Nursing students will take advantage of state-of-the-art technology in the Nexus Building's sim labs and examination rooms.
A number of factors stand out as important in the formation of a nurse. Several nursing majors in the College of Nursing and Public Health, including transfer students Kimberly Korn, Sabrina Levy and Chrystal Teran, now seniors, were quick to cite the role that simulation labs played in their nursing development.
Nursing students lucky enough to start in Fall 2015 will be among the first to take advantage of state-of-the-art technology in the new Nexus Building and Welcome Center’s sim labs and examination rooms— capabilities well beyond what’s now available in Alumnae Hall. As College Dean Patrick Coonan, Ed.D., has said, Nexus will contain “an intensive care room, a delivery room and even a home-care lab set up like someone’s house.”
Korn cited the importance of the sim labs to nursing students’ growth. “We learned how to provide nursing care to the SimMan, using IV piggy backs, wound dressings, Foley catheter care, trach care and much more.”
Senior Cassandra Campo recalled her sim lab experience was “the first time I realized I was going to be working with real people [as a nurse]. Once out of the sim lab and on a clinical floor, I was very happy that I had practiced these techniques in the lab first before [doing so on] a living patient.”
Levy, who pointed to the experience she gained throughout her clinical rotations in St. Francis Hospital as being the primary influence in her Adelphi education, called the sim labs “incredibly helpful.” Why? “These labs give students the necessary hands-on nursing experience before getting into clinical rotations in the hospital,” she explained. “These skills include head-to-toe assessments, medication administration and interactions with lifelike patients.”
Teran agreed that healthcare is constantly evolving—“but more so these last few years.” The College, she said, “supplements our knowledge with up-to-date, efficient tools used in the clinical areas, but it is the professors in particular who really help us prepare for the upcoming challenges,” such as the shift to electronic medical records.
Noting that she began using sim labs in her third year in the Fundamentals of Nursing course, Teran said, “These labs were pivotal to my education because they are our practice patients. This is the place where we can experiment, ask questions and try our hand at the technical aspects of nursing.”

■ **EXERCISE DETAILS**: Extend the article on nursing students and the sim labs by writing what follows its last sentence.

■ **GIVEN DATA**:
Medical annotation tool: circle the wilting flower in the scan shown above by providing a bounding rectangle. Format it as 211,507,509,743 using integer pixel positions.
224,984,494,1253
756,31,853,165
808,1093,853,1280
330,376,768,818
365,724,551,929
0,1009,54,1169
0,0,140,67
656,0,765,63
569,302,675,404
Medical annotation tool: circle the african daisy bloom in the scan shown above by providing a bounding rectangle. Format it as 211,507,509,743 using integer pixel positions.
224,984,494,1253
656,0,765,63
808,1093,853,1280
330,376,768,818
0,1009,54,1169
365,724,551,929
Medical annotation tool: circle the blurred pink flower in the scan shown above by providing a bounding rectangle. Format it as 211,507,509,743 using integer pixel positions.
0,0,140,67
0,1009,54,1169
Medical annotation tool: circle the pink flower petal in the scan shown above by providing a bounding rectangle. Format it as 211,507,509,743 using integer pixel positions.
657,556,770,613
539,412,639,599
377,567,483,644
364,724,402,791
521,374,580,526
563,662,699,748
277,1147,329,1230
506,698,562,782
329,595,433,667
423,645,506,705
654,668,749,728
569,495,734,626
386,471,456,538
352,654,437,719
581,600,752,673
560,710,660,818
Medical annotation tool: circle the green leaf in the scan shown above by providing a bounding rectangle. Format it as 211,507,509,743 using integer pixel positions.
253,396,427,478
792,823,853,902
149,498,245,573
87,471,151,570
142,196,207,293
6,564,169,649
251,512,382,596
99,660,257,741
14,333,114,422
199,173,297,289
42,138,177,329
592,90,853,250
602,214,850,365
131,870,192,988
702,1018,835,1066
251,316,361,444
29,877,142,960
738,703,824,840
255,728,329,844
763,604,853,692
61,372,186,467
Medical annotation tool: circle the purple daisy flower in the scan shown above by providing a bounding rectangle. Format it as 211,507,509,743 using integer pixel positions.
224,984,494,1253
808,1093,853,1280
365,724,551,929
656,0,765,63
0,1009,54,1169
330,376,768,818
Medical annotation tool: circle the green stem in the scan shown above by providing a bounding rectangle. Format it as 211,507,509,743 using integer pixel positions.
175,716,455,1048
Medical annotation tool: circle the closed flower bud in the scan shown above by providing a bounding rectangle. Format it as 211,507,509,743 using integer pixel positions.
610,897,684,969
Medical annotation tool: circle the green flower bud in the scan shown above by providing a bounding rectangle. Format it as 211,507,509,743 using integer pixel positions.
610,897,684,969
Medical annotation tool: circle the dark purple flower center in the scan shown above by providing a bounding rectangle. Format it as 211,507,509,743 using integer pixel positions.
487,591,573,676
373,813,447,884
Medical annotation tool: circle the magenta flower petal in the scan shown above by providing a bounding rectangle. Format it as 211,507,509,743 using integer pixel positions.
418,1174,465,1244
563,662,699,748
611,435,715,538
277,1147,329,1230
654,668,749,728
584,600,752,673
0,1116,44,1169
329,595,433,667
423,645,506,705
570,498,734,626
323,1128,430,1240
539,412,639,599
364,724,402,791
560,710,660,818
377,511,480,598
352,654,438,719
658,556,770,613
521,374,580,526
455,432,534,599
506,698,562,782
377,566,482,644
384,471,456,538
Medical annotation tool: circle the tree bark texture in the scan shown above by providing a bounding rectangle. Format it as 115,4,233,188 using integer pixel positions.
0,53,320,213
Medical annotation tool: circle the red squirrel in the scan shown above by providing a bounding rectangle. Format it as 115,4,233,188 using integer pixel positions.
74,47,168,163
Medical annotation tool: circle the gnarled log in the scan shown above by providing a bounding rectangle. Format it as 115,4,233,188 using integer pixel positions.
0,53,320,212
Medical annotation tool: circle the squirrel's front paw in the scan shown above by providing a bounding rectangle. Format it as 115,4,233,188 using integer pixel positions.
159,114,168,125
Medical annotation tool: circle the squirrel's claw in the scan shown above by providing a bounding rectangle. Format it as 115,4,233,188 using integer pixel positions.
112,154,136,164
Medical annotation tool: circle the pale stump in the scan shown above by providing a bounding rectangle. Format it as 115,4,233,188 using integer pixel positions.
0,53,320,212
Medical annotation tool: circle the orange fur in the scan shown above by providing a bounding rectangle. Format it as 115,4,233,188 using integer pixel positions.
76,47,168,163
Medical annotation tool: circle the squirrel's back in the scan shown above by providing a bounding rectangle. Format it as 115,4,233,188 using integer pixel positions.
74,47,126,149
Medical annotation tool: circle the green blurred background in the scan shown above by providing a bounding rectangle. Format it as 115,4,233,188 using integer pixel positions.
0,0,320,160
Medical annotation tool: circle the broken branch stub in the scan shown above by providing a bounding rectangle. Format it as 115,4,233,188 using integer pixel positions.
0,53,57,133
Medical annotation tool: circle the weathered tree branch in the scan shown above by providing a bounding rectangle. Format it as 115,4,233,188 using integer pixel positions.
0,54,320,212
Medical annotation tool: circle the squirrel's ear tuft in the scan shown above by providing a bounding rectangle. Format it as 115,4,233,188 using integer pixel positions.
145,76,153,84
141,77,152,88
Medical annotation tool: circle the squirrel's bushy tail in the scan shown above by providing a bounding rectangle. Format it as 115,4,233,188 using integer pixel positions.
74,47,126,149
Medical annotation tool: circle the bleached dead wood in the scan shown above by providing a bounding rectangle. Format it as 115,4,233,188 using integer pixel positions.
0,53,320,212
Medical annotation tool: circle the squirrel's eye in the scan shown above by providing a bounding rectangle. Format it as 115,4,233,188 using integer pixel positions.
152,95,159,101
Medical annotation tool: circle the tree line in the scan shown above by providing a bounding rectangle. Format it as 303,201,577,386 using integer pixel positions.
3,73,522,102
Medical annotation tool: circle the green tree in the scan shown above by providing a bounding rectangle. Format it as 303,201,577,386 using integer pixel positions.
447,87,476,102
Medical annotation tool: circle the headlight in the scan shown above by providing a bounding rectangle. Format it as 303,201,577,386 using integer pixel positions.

■ **WRITTEN ANSWER**:
Eyeing graduation in May, she said, “I will be continuing my education to become either a nurse practitioner or nurse anesthesiologist.” She is now considering Adelphi’s College when she pursues an M.S., due to the advanced technology and sim labs that the new building will provide.
Samantha Avila ’14, another transfer, considered the simulation labs in Alumnae Hall “very important for my nursing education because they allowed me to get more comfortable for assessments before I had to walk into a human being’s room. They truly helped calm my nerves and anxiety.”
Although she started using the sim labs during her assessment classes in junior year, she believes that it would be even more beneficial for students to be exposed to them sooner. “That would give them even more time to be comfortable with assessments on real patients.”
Adelphi has prepared her well for the healthcare challenges she and other graduates will now face, Avila added. “I feel very lucky to have had the opportunity to be a part of Adelphi’s dedicated education unit cohort at North Shore University Hospital. That experience opened my eyes to what a nurse truly does during a 12-hour shift.”
Eileen Balzac, a junior who is not a transfer, said, “I have learned a lot this year about how healthcare is changing, especially in my Informatics class.“
Although she has not yet used the Alumnae Hall sim labs, Balzac considers them “extremely valuable to my nursing education because they make learning about the clinical setting more realistic.”
She and other nursing students have been told that the ultramodern Nexus Building sim labs will be more high-tech than those in Alumnae Hall. “I’m looking forward to all of the new rooms [Nexus] will offer,” she said. “The more realistic settings will better prepare me for my career.”